(TEXT FOR ANALYSIS begins)
British & South African orders of wear
- Next (higher): UK precedence: Venerable Order of Saint John; SA precedence: Honoris Crux Gold;
- Equivalent: Union of South Africa King's Medal for Bravery, Gold Woltemade Decoration for Bravery, Gold
- Next (lower): UK succession: Distinguished Conduct Medal; SA succession: Woltemade Cross for Bravery, Gold;

= Union of South Africa Queen's Medal for Bravery, Gold =

The Union of South Africa Queen's Medal for Bravery, Gold was the highest South African civilian decoration during the period from 1952 to 1961, while the country was still a constitutional monarchy in the British Commonwealth. The decoration was instituted by Queen Elizabeth II on 15 December 1952.

==Institution==
The Union of South Africa Queen's Medal for Bravery, Gold, the senior of two classes of South Africa's highest civilian decoration for bravery, was instituted by Royal Warrant of 15 December 1952, published in Government Gazette no. 5013 dated 27 February 1953. The medal replaced the Union of South Africa King's Medal for Bravery, Gold, after the accession to the British Throne of Queen Elizabeth II on 6 February 1952.

==Award criteria==
The earlier King's Medal for Bravery, Gold was awarded to recognise acts of gallantry performed in the face of imminent and obvious peril by those residents of the Union of South Africa or its dependent territories who endangered their lives in the act of saving, or endeavouring to save, the lives of others. Upon the institution of the Queen's Medal for Bravery, Gold, the conditions of eligibility that had applied to the King's Medal were expanded to include non-citizens of the Union for acts of gallantry within the Union or while saving or endeavouring to save the lives of citizens of the Union elsewhere.

==Order of wear==
In the British order of precedence, the Union of South Africa Queen's Medal for Bravery, Gold ranks as a second-level decoration, equivalent to the George Medal. It is preceded by the Venerable Order of Saint John and succeeded by the Distinguished Conduct Medal.
(TEXT FOR ANALYSIS ends)
(DATA EXTRACT begins)
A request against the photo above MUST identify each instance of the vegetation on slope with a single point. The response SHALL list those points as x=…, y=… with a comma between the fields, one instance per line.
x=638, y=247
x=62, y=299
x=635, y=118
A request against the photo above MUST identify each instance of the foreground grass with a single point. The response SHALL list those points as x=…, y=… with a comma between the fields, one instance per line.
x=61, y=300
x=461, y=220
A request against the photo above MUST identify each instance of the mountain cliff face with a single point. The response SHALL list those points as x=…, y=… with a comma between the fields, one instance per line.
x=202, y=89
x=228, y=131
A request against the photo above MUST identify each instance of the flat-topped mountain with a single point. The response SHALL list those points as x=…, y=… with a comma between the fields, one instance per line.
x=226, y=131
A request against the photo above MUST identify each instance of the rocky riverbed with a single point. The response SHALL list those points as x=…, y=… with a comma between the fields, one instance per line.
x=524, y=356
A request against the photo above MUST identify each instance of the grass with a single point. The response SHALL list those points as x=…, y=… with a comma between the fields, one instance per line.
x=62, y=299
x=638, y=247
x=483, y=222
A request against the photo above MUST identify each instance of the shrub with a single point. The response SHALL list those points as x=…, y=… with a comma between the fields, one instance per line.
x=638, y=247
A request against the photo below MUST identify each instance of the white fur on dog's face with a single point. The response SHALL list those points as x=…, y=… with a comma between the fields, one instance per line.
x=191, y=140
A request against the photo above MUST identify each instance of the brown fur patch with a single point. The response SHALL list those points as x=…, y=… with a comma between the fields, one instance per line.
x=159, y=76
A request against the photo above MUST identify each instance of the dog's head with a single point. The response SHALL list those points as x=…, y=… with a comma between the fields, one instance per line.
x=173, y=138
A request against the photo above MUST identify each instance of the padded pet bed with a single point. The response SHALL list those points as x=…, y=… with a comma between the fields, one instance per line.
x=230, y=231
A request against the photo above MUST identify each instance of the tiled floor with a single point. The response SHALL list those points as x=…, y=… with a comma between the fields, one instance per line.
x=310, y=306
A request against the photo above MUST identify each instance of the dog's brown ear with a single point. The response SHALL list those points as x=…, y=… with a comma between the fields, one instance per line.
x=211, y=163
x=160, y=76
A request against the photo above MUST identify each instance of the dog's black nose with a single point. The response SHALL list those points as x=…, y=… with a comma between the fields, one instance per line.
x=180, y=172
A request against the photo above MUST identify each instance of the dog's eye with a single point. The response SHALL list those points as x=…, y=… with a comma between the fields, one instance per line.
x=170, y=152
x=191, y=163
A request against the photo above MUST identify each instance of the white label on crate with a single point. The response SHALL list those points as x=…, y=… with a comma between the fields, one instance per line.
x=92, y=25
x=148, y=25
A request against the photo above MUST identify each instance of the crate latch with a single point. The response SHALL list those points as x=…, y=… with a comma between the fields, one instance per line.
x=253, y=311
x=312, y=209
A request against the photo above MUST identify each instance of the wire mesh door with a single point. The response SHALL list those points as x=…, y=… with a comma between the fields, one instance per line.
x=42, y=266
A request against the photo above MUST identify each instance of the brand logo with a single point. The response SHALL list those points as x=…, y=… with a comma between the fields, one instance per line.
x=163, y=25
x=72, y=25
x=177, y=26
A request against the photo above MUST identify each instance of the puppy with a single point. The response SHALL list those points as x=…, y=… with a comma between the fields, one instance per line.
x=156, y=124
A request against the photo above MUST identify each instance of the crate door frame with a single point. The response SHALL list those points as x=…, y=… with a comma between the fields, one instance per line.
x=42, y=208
(DATA EXTRACT ends)
● EXERCISE GOAL
Can you proceed with the article about the Union of South Africa Queen's Medal for Bravery, Gold, writing on from the point where it stops? None of the stored records are needed here.

● TASK OUTPUT
In South Africa, the medal is ranked as a first-level decoration and, despite its status, it has no post-nominal letters. It is preceded by the Honoris Crux Gold and succeeded by the Woltemade Cross for Bravery, Gold.

The medal ranks on par with the earlier Union of South Africa King's Medal for Bravery, Gold and the subsequent Woltemade Decoration for Bravery, Gold (instituted in May 1970).

==Description==
- Obverse
The decoration is silver-gilt and is a disk, 38 millimetres in diameter with a raised rim and a large ring suspender. The obverse depicts the crowned effigy of Queen Elizabeth II, facing right and surrounded by the words "ELIZABETH II DEI GRATIA REGINA F. D."

- Reverse
The reverse is identical to that of the King's Medal for Bravery, Gold and depicts the 18th-century Cape hero Wolraad Woltemade on his horse, rescuing shipwreck survivors from a stormy sea. The image is circumscribed around the top in English and Afrikaans with the words "FOR BRAVERY • VIR DAPPERHEID".

- Ribbon
The ribbon is also identical to that of the King's Medal for Bravery, Gold, 44 millimetres wide and dark blue with 4½ millimetres wide orange edges.

==Discontinuation==
The Union of South Africa Queen's Medal for Bravery, Gold was never awarded and the decoration was discontinued upon the establishment of the Republic of South Africa on 31 May 1961. It was succeeded by the Woltemade Decoration for Bravery, Gold that was instituted on 20 May 1970.